Documentfragment:
☆ ☆ ☆ ☆
Afvalstoffenverordening Lopik 2025

Dit is een toekomstige tekst! Geldend vanaf 10-05-2025

Intitulé

Afvalstoffenverordening Lopik 2025

De raad van de gemeente Lopik;

gelezen het voorstel d.d. 25 maart 2021 van;

burgemeester en wethouders gelet op het bepaalde in de Gemeentewet;

artikel 10.23 eerste lid, 10.24, tweede lid en 10.26, eerste lid, van de Wet milieubeheer;

rekening houdend met het uitvoeringsbesluit afvalstoffenverordening 2025.

Besluit:

Vast te stellen de Afvalstoffenverordening Lopik 2025

§ 1. Algemeen

Artikel 1. Definities

In deze verordening en de daarop berustende bepalingen wordt verstaan onder:

  • inzamelmiddel: voor de inzameling van afvalstoffen bestemd hulp- of bewaarmiddel, ten behoeve van een huishouden;

  • inzamelplaats: daartoe op grond van artikel 5 aangewezen plaats;

  • inzamelvoorziening: voor de inzameling van afvalstoffen bestemd(e) bewaarmiddel of -plaats ten behoeve van meerdere huishoudens;

  • perceel: perceel waar geregeld huishoudelijke afvalstoffen kunnen ontstaan.

Artikel 2. Doelstelling

De toepassing van deze verordening is gericht op de bescherming van het milieu, met inbegrip van een doelmatig beheer van afvalstoffen.
☆ ☆ ☆ ☆
Wat gevraagd wordt:
1. Vanaf welke datum geldt de afvalstoffenverordening?
2. Geef bij elke bewering aan of de afvalstoffenverordening haar bevestigt, met de woorden uit de tekst die de doorslag geven. (a) Een inzamelvoorziening is bedoeld voor meerdere huishoudens. (b) Het voorstel van burgemeester en wethouders is van 25 maart 2025. (c) Een inzamelplaats wordt aangewezen op grond van artikel 10.
3. Haal uit de afvalstoffenverordening letterlijk het stuk dat opent met de woorden "artikel 10.23 eerste" en sluit met "uitvoeringsbesluit afvalstoffenverordening 2025.".
Het materiaal hieronder is niet nodig.
☆ ☆ ☆ ☆
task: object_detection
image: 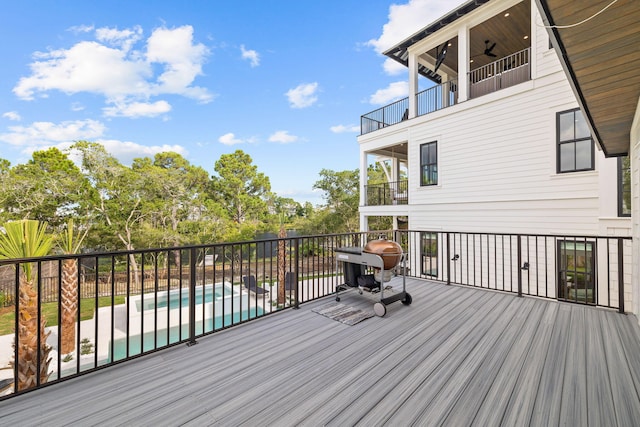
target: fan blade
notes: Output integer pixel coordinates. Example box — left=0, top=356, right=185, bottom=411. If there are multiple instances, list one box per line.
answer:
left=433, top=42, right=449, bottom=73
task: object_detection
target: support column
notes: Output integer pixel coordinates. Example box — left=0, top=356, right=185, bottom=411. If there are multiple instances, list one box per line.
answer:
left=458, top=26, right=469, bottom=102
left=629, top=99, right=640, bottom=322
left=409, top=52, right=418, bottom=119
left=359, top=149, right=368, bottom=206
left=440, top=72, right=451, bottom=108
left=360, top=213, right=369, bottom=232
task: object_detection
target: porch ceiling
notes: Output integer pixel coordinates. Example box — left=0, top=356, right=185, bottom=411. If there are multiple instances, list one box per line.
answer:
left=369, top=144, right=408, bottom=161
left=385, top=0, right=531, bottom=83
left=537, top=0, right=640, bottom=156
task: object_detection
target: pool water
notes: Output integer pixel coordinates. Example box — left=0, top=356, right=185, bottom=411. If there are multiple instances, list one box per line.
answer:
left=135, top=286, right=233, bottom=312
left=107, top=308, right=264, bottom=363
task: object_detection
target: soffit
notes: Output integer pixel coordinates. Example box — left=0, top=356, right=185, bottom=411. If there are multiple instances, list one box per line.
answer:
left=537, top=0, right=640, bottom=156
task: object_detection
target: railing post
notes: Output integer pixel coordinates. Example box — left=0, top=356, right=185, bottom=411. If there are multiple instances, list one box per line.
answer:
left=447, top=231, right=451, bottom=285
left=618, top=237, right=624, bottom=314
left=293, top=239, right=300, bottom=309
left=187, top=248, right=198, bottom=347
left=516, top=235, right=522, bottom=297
☆ ☆ ☆ ☆
Antwoorden op volgorde:
1. Vanaf 10-05-2025.

2.
(a) Ja: "bestemd(e) bewaarmiddel of -plaats ten behoeve van meerdere huishoudens".
(b) Nee: "gelezen het voorstel d.d. 25 maart 2021".
(c) Nee: "daartoe op grond van artikel 5 aangewezen plaats".

3.
artikel 10.23 eerste lid, 10.24, tweede lid en 10.26, eerste lid, van de Wet milieubeheer;

rekening houdend met het uitvoeringsbesluit afvalstoffenverordening 2025.